[Image-backed grounding data]
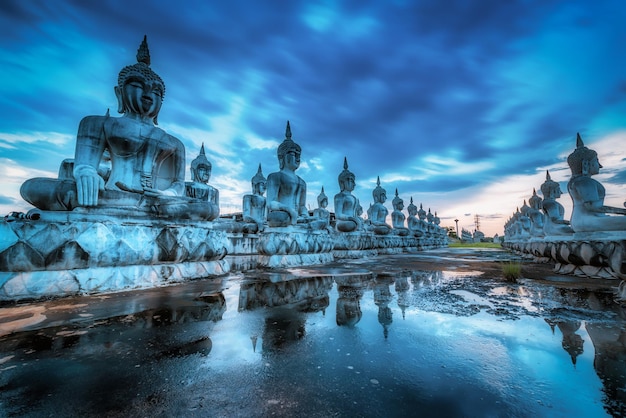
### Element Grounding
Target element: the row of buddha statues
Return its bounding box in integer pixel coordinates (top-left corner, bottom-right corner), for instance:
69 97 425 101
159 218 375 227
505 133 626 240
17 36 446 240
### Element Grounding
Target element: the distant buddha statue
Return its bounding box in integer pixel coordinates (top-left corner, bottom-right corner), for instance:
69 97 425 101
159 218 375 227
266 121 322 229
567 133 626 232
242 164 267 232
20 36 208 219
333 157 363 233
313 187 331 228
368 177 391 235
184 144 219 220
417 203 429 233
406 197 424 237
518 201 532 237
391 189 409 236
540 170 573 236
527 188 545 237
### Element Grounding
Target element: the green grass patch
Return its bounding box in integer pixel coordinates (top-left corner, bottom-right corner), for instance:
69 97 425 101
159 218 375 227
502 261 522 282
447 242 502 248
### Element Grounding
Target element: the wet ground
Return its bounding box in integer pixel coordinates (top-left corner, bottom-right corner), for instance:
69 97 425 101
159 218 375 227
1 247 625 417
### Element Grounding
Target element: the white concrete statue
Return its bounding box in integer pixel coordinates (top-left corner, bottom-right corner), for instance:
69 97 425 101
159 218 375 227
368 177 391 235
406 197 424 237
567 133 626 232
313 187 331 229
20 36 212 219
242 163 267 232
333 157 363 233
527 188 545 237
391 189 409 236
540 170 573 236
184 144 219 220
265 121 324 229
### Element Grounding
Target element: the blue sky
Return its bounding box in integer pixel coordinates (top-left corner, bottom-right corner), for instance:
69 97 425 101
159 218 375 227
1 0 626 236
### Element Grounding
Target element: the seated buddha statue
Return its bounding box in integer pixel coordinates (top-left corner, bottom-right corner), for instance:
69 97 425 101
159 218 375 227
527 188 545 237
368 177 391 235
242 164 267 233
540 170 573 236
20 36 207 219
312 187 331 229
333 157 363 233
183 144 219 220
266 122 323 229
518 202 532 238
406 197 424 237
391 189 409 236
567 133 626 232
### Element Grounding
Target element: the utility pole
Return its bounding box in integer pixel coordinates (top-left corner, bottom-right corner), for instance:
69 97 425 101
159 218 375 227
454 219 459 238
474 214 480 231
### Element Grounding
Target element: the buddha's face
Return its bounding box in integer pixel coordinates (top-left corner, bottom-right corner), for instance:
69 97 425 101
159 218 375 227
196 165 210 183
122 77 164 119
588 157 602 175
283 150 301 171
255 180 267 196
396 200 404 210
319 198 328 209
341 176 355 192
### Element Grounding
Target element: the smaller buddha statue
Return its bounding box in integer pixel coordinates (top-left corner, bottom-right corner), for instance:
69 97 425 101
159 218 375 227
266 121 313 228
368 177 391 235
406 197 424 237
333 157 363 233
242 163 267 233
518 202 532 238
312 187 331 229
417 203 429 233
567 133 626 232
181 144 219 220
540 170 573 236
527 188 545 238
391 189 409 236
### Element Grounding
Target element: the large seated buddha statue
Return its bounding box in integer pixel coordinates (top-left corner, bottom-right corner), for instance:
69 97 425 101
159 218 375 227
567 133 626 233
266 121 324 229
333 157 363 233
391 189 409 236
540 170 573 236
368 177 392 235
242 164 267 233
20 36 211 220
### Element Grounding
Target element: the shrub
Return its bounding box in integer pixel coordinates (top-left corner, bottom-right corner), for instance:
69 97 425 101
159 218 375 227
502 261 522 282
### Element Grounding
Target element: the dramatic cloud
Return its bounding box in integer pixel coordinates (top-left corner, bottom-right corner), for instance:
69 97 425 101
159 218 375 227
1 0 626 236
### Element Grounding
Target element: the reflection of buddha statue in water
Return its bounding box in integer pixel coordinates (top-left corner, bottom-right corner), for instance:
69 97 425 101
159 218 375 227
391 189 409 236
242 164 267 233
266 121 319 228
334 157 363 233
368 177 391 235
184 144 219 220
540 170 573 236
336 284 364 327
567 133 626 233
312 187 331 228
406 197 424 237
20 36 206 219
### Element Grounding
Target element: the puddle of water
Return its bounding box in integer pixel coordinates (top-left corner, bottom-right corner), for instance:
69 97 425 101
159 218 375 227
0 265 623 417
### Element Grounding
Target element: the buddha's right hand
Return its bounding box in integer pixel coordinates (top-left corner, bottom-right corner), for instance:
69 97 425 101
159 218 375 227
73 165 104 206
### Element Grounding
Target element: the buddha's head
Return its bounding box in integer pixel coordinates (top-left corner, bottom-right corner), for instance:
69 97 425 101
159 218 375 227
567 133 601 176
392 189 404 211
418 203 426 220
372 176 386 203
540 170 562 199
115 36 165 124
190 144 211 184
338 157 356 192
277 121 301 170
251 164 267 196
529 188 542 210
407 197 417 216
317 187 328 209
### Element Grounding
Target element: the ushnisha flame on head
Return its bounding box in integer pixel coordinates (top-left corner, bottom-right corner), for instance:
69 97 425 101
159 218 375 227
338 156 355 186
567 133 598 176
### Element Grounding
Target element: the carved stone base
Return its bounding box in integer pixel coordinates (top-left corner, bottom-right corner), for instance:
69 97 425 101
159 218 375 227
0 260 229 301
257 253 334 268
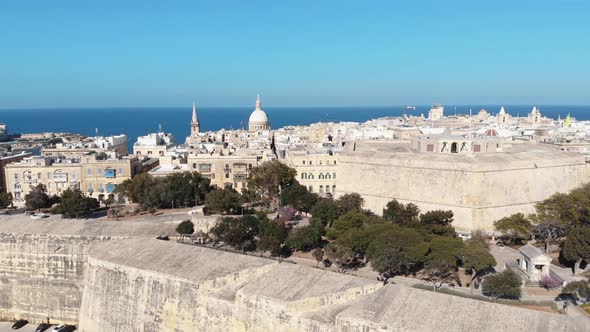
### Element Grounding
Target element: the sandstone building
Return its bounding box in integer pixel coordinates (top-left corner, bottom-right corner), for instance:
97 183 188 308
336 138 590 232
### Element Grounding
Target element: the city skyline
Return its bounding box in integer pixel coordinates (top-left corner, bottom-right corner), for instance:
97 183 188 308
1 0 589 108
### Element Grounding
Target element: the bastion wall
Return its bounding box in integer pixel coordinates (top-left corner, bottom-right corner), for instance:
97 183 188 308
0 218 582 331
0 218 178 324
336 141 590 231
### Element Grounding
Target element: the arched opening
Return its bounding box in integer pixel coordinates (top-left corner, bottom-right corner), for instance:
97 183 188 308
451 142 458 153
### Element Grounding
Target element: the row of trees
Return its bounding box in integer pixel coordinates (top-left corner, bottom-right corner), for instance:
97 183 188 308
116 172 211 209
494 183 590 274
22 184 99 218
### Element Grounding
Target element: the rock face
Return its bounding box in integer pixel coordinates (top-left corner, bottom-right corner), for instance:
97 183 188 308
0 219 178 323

Assigned task » Set down all the entries exactly as they appear, but skip any pictures.

Result below »
### Element Grounding
Target element: the row of buddha statues
Return its bounding box in integer pixel coordinates (top-left corner, bottom-right corner), for instance:
69 97 425 101
159 218 375 227
505 133 626 240
17 36 446 240
### Element Grounding
Target element: the distant buddha statue
Return its bounding box in integer pixel coordinates (top-left corner, bottom-right corner), for instance:
69 97 425 101
159 218 375 227
266 121 322 229
567 133 626 232
242 164 267 232
20 36 208 219
333 157 363 233
313 187 331 228
368 177 391 235
184 144 219 220
417 203 429 233
406 197 424 237
518 201 532 237
391 189 409 236
540 170 573 236
527 188 545 237
### Element Grounding
Target element: the green grass patch
Return its bounding box in integer pixel coordinates (top-left corner, bottom-right corner), for instance:
69 97 425 101
159 218 375 227
502 261 522 282
447 242 502 248
### Element Grounding
Target element: the wet ground
Return its bounding box in integer pixel coordinates (top-left corner, bottom-right corner), for instance:
69 97 425 101
159 218 375 227
1 247 625 417
### Element Grounding
Target element: the white concrete statue
Return its bounding box in integer pixel coordinates (top-left corner, bottom-right corner), for instance:
69 97 425 101
159 218 375 227
368 177 391 235
406 197 424 237
567 133 626 232
313 187 331 229
20 36 212 219
242 163 267 232
333 157 363 233
527 188 545 237
391 189 409 236
540 170 573 236
184 144 219 220
265 121 324 229
### Element Grounding
Target element: the blue sky
Return its bounding box in integer pixel coordinates (top-left corner, bottom-right corner), for instance:
69 97 425 101
159 218 375 227
1 0 626 236
### Element Grounding
Target element: the seated buddha statue
Return its bounding box in integer pixel coordinates (top-left corner, bottom-right corner), for instance:
69 97 425 101
159 218 375 227
527 188 545 237
368 177 391 235
242 164 267 233
540 170 573 236
20 36 207 219
312 187 331 229
333 157 363 233
183 144 219 220
266 122 323 229
518 202 532 238
406 197 424 237
391 189 409 236
567 133 626 232
### Element Grounding
Target element: the utility pole
Return its bounding box in integer pixel coordinates (top-left corner, bottom-right corner), for instance:
69 97 425 101
159 218 375 227
454 219 459 238
474 214 480 231
### Element Grounding
Target element: the buddha's face
Return its bounding box in integer pixel coordinates (top-left corner, bottom-right corner), for instance:
69 97 425 101
159 218 375 227
196 165 210 183
122 77 164 119
588 157 602 175
283 150 301 171
255 180 267 196
396 200 404 210
319 198 328 209
341 176 355 192
### Element Grounding
Target element: the smaller buddha statue
Return its bounding box in integer pixel coordinates (top-left corner, bottom-right corner), for instance:
69 97 425 101
159 218 375 227
266 121 313 228
368 177 391 235
406 197 424 237
333 157 363 233
242 163 267 233
518 202 532 238
312 187 331 229
417 203 429 233
567 133 626 232
181 144 219 220
540 170 573 236
527 188 545 238
391 189 409 236
### Element Grounding
Target element: the large seated buddha statue
Return its bounding box in integer pixel coordinates (top-left corner, bottom-right corner), for instance:
69 97 425 101
159 218 375 227
567 133 626 233
266 121 324 229
333 157 363 233
391 189 409 236
540 170 573 236
368 177 392 235
242 164 267 233
20 36 211 220
### Element Grounding
Target element: the shrub
Return its bounding box in integer pixel coordinates (top-left corner, bottom-right corner), for instance:
69 97 425 101
159 218 375 227
502 261 522 282
### Element Grounding
Target element: the dramatic cloud
Return its bounding box in integer pixel coordinates (top-left corner, bottom-right corner), for instance:
69 97 425 101
159 218 375 227
1 0 626 236
### Element Grounding
Target element: the reflection of buddha statue in water
Return its bounding box in integer pixel coordinates (top-left corner, bottom-right corner), for instance:
69 97 425 101
159 218 375 227
391 189 409 236
242 164 267 233
266 121 319 228
334 157 363 233
368 177 391 235
184 144 219 220
540 170 573 236
336 284 364 327
567 133 626 233
312 187 331 228
406 197 424 237
20 36 206 219
### Element Grounding
Target element: the puddle of water
Return its bounding box in integer pixel coordinates (top-left corner, bottom-right corner), for instance:
69 97 425 101
159 218 375 227
0 265 623 417
### Element Grounding
Target element: the buddha's right hand
Return its bounding box in integer pixel coordinates (top-left corner, bottom-right corner), for instance:
69 97 425 101
159 218 375 227
73 165 104 206
### Element Grounding
Target element: the buddha's head
Return its bounding box in integer pixel coordinates (top-left corner, bottom-right corner), for instance:
69 97 425 101
159 218 375 227
567 133 601 176
392 189 404 211
418 203 426 220
372 176 386 203
540 170 562 199
115 36 165 124
190 144 211 184
338 157 356 192
277 121 301 170
251 164 267 196
529 188 542 210
407 197 417 216
317 187 328 209
### Element Grounding
Target element: the ushnisha flame on head
Return its bounding box in integer pixel coordinates (top-left corner, bottom-right corner), for instance:
69 97 425 101
159 218 375 227
338 156 355 186
567 133 598 176
### Element Grounding
Target element: the carved stone base
Return its bounding box in integer pixel coordinates (top-left corner, bottom-right corner), for instance:
69 97 425 101
159 218 375 227
0 260 229 301
257 253 334 268
### Element Grounding
Target element: the sandstone building
Return its bounding box in integer pixel coordinates (top-left corner, bottom-right corner), for instance:
97 183 188 308
336 138 590 232
### Element Grounding
Target element: the city skyline
Return its bounding box in integer pixel coordinates (top-left corner, bottom-right corner), for instance:
97 183 188 308
1 0 589 108
### Element Grounding
Target element: the bastion wall
Return its bounding box in integer pixel coordinates (top-left corner, bottom-right corner), for instance:
97 183 188 308
0 218 582 331
0 218 178 324
336 141 590 231
### Element Grounding
Target element: the arched opening
Return its bounding box in integer pixel coordinates (top-left corner, bottom-right corner), for instance:
97 183 188 308
451 142 458 153
### Element Grounding
Target element: the row of trees
Return its bounding box in integer pixel coordinates (top-left corner, bottom-right corner), for instance:
97 183 188 308
116 172 211 209
494 183 590 274
22 184 99 218
### Element Grounding
Target element: the rock face
Return its bounding box in integer pixel coordinates (top-left corner, bottom-right corner), for instance:
97 183 188 308
0 219 178 323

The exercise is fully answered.